**TASK DATA:**
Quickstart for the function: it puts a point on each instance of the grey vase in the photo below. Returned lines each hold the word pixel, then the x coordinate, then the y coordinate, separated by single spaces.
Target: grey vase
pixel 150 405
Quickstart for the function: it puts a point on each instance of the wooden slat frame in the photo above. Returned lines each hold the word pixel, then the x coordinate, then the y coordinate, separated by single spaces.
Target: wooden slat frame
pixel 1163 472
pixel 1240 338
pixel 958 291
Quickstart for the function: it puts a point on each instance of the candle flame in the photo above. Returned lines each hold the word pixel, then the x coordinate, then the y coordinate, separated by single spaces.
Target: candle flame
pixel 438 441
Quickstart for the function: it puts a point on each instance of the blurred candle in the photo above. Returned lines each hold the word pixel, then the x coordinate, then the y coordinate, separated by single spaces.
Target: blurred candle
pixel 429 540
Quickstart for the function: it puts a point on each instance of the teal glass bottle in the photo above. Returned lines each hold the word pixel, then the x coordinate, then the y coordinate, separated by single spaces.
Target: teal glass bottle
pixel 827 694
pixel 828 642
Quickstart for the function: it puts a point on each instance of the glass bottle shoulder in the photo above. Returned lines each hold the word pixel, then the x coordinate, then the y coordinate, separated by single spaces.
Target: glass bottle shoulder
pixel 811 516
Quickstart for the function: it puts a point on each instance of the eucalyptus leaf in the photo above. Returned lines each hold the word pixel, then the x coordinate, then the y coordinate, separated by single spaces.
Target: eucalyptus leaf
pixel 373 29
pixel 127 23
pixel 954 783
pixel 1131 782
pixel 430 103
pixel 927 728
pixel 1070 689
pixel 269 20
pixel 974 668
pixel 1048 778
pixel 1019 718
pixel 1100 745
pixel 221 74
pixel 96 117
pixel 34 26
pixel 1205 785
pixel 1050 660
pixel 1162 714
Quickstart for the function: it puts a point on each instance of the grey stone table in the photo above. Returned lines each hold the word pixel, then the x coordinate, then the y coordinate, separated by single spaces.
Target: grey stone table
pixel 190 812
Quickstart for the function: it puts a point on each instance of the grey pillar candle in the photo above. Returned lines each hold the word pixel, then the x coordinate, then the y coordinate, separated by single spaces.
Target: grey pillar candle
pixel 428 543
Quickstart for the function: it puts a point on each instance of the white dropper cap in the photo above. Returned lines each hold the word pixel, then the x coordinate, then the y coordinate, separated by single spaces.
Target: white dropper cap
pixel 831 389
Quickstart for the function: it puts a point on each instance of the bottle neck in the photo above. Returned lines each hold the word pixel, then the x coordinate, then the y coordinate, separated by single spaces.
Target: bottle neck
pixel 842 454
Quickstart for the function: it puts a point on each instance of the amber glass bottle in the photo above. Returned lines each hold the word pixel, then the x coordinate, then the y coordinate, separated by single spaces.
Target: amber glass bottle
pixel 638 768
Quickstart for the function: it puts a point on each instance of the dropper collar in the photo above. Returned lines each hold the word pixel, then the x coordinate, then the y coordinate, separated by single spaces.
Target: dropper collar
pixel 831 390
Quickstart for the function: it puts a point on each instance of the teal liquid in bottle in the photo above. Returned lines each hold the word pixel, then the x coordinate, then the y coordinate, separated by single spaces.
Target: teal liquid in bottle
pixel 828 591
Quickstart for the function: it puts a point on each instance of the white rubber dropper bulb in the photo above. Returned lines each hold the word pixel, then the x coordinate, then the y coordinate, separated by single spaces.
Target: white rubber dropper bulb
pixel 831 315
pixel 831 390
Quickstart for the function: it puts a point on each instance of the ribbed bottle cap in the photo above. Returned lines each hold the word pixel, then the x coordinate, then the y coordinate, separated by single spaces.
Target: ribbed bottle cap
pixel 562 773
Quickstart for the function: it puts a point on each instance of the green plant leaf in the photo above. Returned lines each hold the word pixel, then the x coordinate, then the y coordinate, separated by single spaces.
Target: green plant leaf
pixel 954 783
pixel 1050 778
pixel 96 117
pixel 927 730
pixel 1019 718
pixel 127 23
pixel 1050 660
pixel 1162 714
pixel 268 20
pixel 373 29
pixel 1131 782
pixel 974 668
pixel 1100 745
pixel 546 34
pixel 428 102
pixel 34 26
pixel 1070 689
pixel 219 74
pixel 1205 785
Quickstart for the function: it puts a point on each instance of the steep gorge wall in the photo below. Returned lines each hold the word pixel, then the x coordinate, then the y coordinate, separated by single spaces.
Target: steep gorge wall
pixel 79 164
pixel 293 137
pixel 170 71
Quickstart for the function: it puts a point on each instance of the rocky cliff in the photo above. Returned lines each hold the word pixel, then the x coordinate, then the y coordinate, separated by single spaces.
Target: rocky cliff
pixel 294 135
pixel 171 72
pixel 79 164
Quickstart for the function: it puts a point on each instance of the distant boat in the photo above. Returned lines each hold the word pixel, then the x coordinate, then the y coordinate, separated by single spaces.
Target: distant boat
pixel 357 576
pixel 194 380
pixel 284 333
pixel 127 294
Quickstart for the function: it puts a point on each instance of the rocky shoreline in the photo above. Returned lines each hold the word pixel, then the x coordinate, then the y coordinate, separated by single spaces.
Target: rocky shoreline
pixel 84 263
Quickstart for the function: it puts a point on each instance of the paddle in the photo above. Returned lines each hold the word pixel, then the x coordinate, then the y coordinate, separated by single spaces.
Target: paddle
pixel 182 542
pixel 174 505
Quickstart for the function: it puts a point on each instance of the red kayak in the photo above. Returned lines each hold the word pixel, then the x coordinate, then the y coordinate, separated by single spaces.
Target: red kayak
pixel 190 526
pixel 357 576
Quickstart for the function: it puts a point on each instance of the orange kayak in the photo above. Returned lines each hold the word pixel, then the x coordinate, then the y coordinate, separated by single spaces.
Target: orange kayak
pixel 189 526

**EXERCISE INSTRUCTIONS:** Please render every line of the material above as a Markdown table with two columns, Row and Material line, numbering the rows in order and leaving out any blank lines.

**EXERCISE RESPONSE:**
| Row | Material line |
|---|---|
| 1 | Quickstart for the function: it puts a point on each instance of the grey vase in the photo below. Returned lines each hold the word pixel, then the x coordinate, then the y coordinate, separated by single spaces. |
| 2 | Target: grey vase |
| 3 | pixel 150 405 |
| 4 | Quickstart for the function: it puts a point on each instance of the wooden slat frame in the photo above. Returned lines each hold the word pixel, then the x coordinate, then the y coordinate, separated by single spaces. |
| 5 | Target: wooden slat frame |
| 6 | pixel 1163 472 |
| 7 | pixel 1240 338 |
| 8 | pixel 958 291 |
| 9 | Quickstart for the function: it puts a point on each instance of the candle flame in the photo above. Returned lines each hold the word pixel, then the x coordinate, then the y coordinate, separated by single spaces. |
| 10 | Target: candle flame |
| 11 | pixel 438 441 |
| 12 | Quickstart for the function: it puts a point on each instance of the blurred candle in the photo above. Returned lines each hold the word pixel, then the x coordinate, then the y coordinate, separated by single spaces. |
| 13 | Target: blurred candle |
| 14 | pixel 429 540 |
| 15 | Quickstart for the function: it puts a point on each instance of the teal glass bottle in the photo above. Returned lines each hold the word pixel, then the x coordinate, then the y coordinate, separated by single spaces. |
| 16 | Target: teal glass bottle |
| 17 | pixel 827 694 |
| 18 | pixel 828 642 |
| 19 | Quickstart for the function: it puts a point on each instance of the glass bottle shoulder in the photo above. Returned lines each hold the word pixel, then the x coordinate, then the y coordinate, separated by single spaces. |
| 20 | Target: glass bottle shoulder |
| 21 | pixel 811 516 |
| 22 | Quickstart for the function: it puts a point on each instance of the eucalyptus leaf in the photo above. Returned lines each hold the word pixel, then the x coordinate, then the y coordinate, separated by single spaces. |
| 23 | Target: eucalyptus leaf |
| 24 | pixel 373 29 |
| 25 | pixel 127 23 |
| 26 | pixel 954 783 |
| 27 | pixel 1131 782 |
| 28 | pixel 430 103 |
| 29 | pixel 927 728 |
| 30 | pixel 1070 689 |
| 31 | pixel 269 20 |
| 32 | pixel 974 668 |
| 33 | pixel 1048 778 |
| 34 | pixel 1019 718 |
| 35 | pixel 1100 745 |
| 36 | pixel 221 74 |
| 37 | pixel 96 117 |
| 38 | pixel 34 26 |
| 39 | pixel 1205 785 |
| 40 | pixel 1050 660 |
| 41 | pixel 1162 714 |
| 42 | Quickstart for the function: it puts a point on each instance of the grey stone table in the photo above. Returned lines each hold the word pixel, then the x coordinate, then the y coordinate, separated by single spaces. |
| 43 | Target: grey stone table |
| 44 | pixel 190 812 |
| 45 | Quickstart for the function: it puts a point on each instance of the grey pillar candle in the photo above. Returned lines each hold the word pixel, then the x coordinate, then the y coordinate, separated by single spaces. |
| 46 | Target: grey pillar candle |
| 47 | pixel 428 543 |
| 48 | Quickstart for the function: it puts a point on each instance of the white dropper cap in the photo above. Returned lines each hold the word pixel, then the x coordinate, then the y coordinate, separated by single spaces. |
| 49 | Target: white dropper cap |
| 50 | pixel 831 389 |
| 51 | Quickstart for the function: it puts a point on each instance of the bottle neck in the photo above. Returned lines each hold the word pixel, then the x coordinate, then the y coordinate, separated by single spaces. |
| 52 | Target: bottle neck |
| 53 | pixel 842 454 |
| 54 | Quickstart for the function: it puts a point on each instance of the amber glass bottle in the photo above. Returned lines each hold the word pixel, then the x coordinate, then the y coordinate, separated by single spaces. |
| 55 | Target: amber glass bottle |
| 56 | pixel 638 768 |
| 57 | Quickstart for the function: it puts a point on each instance of the dropper collar in the photo above. Returned lines each hold the word pixel, then the x coordinate, then the y coordinate, separated by single spaces. |
| 58 | Target: dropper collar |
| 59 | pixel 831 390 |
| 60 | Quickstart for the function: it puts a point on each instance of the teal liquid in bottle in the photo above. Returned lines each hold the word pixel, then the x coordinate, then the y coordinate, separated by single spaces. |
| 61 | Target: teal liquid in bottle |
| 62 | pixel 828 591 |
| 63 | Quickstart for the function: it puts a point on each instance of the white rubber dropper bulb in the photo above. Returned lines each hold the word pixel, then the x coordinate, then the y coordinate, separated by single spaces. |
| 64 | Target: white rubber dropper bulb |
| 65 | pixel 831 315 |
| 66 | pixel 831 390 |
| 67 | Quickstart for the function: it puts a point on each instance of the ribbed bottle cap in the photo above. Returned lines each hold the word pixel, then the x coordinate, then the y coordinate, separated by single spaces. |
| 68 | Target: ribbed bottle cap |
| 69 | pixel 562 773 |
| 70 | Quickstart for the function: it puts a point on each instance of the green plant leaf in the photo above. Returned lines each hold the word pixel, then the x coordinate, then the y coordinate, separated by single spaces. |
| 71 | Target: green plant leaf |
| 72 | pixel 954 783 |
| 73 | pixel 1050 778 |
| 74 | pixel 96 117 |
| 75 | pixel 927 730 |
| 76 | pixel 1019 718 |
| 77 | pixel 127 23 |
| 78 | pixel 1050 660 |
| 79 | pixel 1162 714 |
| 80 | pixel 268 20 |
| 81 | pixel 373 29 |
| 82 | pixel 1131 782 |
| 83 | pixel 974 668 |
| 84 | pixel 1100 745 |
| 85 | pixel 546 34 |
| 86 | pixel 428 102 |
| 87 | pixel 34 26 |
| 88 | pixel 1070 689 |
| 89 | pixel 219 74 |
| 90 | pixel 1205 785 |
| 91 | Quickstart for the function: it puts a point on each instance of the steep gorge wall in the photo below. Returned lines each hold the word pixel, then the x coordinate, then the y coordinate, separated by single spaces. |
| 92 | Target: steep gorge wall |
| 93 | pixel 79 164 |
| 94 | pixel 293 137 |
| 95 | pixel 170 71 |
| 96 | Quickstart for the function: it puts a point on each instance of the rocky cliff in the photo above. Returned lines each hold the word pixel, then the x coordinate, then the y coordinate, separated by single spaces. |
| 97 | Target: rocky cliff |
| 98 | pixel 294 135 |
| 99 | pixel 171 72 |
| 100 | pixel 79 164 |
| 101 | Quickstart for the function: it puts a point on each instance of the distant boat in the photo above. Returned lines each hold the word pixel, then the x coordinate, then the y coordinate, separated by single spaces. |
| 102 | Target: distant boat |
| 103 | pixel 357 576 |
| 104 | pixel 194 380 |
| 105 | pixel 284 333 |
| 106 | pixel 127 294 |
| 107 | Quickstart for the function: it puts a point on each instance of the rocky shoreline in the photo above. Returned lines each hold the word pixel, then the x coordinate, then the y coordinate, separated by single spaces. |
| 108 | Target: rocky shoreline |
| 109 | pixel 84 263 |
| 110 | Quickstart for the function: it puts a point on each instance of the paddle in the photo above. Returned lines each hold the word pixel, then the x coordinate, then the y coordinate, separated by single spaces. |
| 111 | Target: paddle |
| 112 | pixel 182 542 |
| 113 | pixel 174 505 |
| 114 | Quickstart for the function: it puts a point on each instance of the red kayak in the photo above. Returned lines each hold the word pixel, then the x coordinate, then the y coordinate, separated by single spaces. |
| 115 | Target: red kayak |
| 116 | pixel 190 526 |
| 117 | pixel 357 576 |
| 118 | Quickstart for the function: it puts a point on each instance of the orange kayak in the photo above. Returned lines each hold the word pixel, then the x coordinate, then the y coordinate, separated by single spaces. |
| 119 | Target: orange kayak |
| 120 | pixel 189 526 |